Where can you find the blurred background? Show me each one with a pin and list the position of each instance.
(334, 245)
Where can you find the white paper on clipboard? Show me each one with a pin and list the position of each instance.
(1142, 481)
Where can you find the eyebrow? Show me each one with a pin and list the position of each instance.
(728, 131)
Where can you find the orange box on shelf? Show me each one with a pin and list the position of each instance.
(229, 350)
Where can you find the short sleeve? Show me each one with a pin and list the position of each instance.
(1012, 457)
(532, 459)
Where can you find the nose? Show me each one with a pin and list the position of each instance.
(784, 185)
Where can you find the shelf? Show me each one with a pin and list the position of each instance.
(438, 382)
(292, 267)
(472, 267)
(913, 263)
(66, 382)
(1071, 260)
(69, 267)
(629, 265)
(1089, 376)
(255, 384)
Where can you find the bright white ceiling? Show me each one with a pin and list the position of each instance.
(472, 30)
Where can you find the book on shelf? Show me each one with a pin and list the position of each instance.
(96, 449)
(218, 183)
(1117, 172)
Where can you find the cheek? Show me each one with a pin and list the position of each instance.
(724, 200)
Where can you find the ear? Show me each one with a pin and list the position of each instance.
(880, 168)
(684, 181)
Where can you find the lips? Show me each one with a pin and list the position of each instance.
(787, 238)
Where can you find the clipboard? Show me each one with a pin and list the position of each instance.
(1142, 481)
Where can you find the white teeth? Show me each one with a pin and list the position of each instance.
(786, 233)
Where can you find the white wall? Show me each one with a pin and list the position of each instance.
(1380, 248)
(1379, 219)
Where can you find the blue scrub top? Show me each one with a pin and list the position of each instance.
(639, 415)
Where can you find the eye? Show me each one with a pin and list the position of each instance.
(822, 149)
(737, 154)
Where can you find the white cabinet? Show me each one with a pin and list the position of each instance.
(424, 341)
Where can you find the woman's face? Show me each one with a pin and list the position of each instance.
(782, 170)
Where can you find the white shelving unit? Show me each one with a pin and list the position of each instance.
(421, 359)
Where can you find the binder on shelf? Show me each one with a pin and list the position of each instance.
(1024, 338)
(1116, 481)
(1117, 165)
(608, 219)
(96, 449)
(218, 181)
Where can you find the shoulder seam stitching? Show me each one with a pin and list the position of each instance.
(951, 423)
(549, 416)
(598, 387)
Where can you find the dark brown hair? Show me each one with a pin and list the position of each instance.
____
Return all the data exactly as given.

Reply →
Where can you find the blurred background? Show me each one with a pin and list the position of each instance.
(334, 245)
Where can you find the white paper on clipboard? Show me each one with a pin and list the position of each instance.
(1142, 481)
Where can you find the eyebrow? Show me each one with a pin and list the position of each instance.
(728, 131)
Where can you find the orange box on shelf? Show me each one with a pin and list the position of each instance.
(229, 350)
Where can you find the short sleeve? Show me each one with a pin and list the position of each instance.
(1012, 457)
(532, 459)
Where can you find the nose? Show me each one with a pin and list the position of each instance.
(784, 185)
Where can you find the shelf? Show me each one with a pin and list the position of each instance.
(438, 382)
(292, 267)
(472, 267)
(913, 263)
(66, 382)
(1071, 260)
(69, 267)
(629, 265)
(1089, 376)
(255, 384)
Where can you find the bright white ceiling? Show me each one with a pin and list the position of each instance.
(472, 30)
Where can you find the book on shelf? Show me each one with a pin and list the position of each instance.
(96, 449)
(218, 183)
(1117, 172)
Where can you find the cheek? Show me each one with a pin and list the position of each instance.
(724, 200)
Where can you find the ear? Show me each one with a pin and list the position of each instance.
(880, 168)
(684, 181)
Where can you find the lips? Show me each one with a pin and list the position of each instance.
(787, 238)
Where can you find the clipboard? Show me each one with a pin and list the position of each instance.
(1142, 481)
Where can you find the white teeth? Show me each one with a pin and list the position of each instance.
(786, 233)
Where can you find the white wall? Show me each one with a pin and list the position of each instance.
(1380, 248)
(1379, 219)
Where can you find the blue scrub top? Show me each one with a pin and list the position of each instance.
(639, 415)
Where can you find the eye? Show me each one with a pin and list the position of each instance.
(822, 149)
(737, 154)
Where can you find the white cabinet? Show me each one with a pin and list the position of each instance.
(424, 341)
Where can you find the woman's face? Show me each one with a pin and list the position of each instance.
(782, 170)
Where can you find the white shelving unit? Show me each one with a pin and list the position of each instance.
(421, 359)
Where can you find the binder on shelf? Show me each one with a pin and list the position of each instance.
(1024, 338)
(1116, 481)
(1117, 165)
(608, 219)
(96, 449)
(218, 181)
Where can you find the shoulder seam stitching? Show me each one with a pin and list the position of each instance.
(951, 423)
(549, 416)
(598, 387)
Where can you find the dark brown hair? Show me each one with a pin and list the position of each instance.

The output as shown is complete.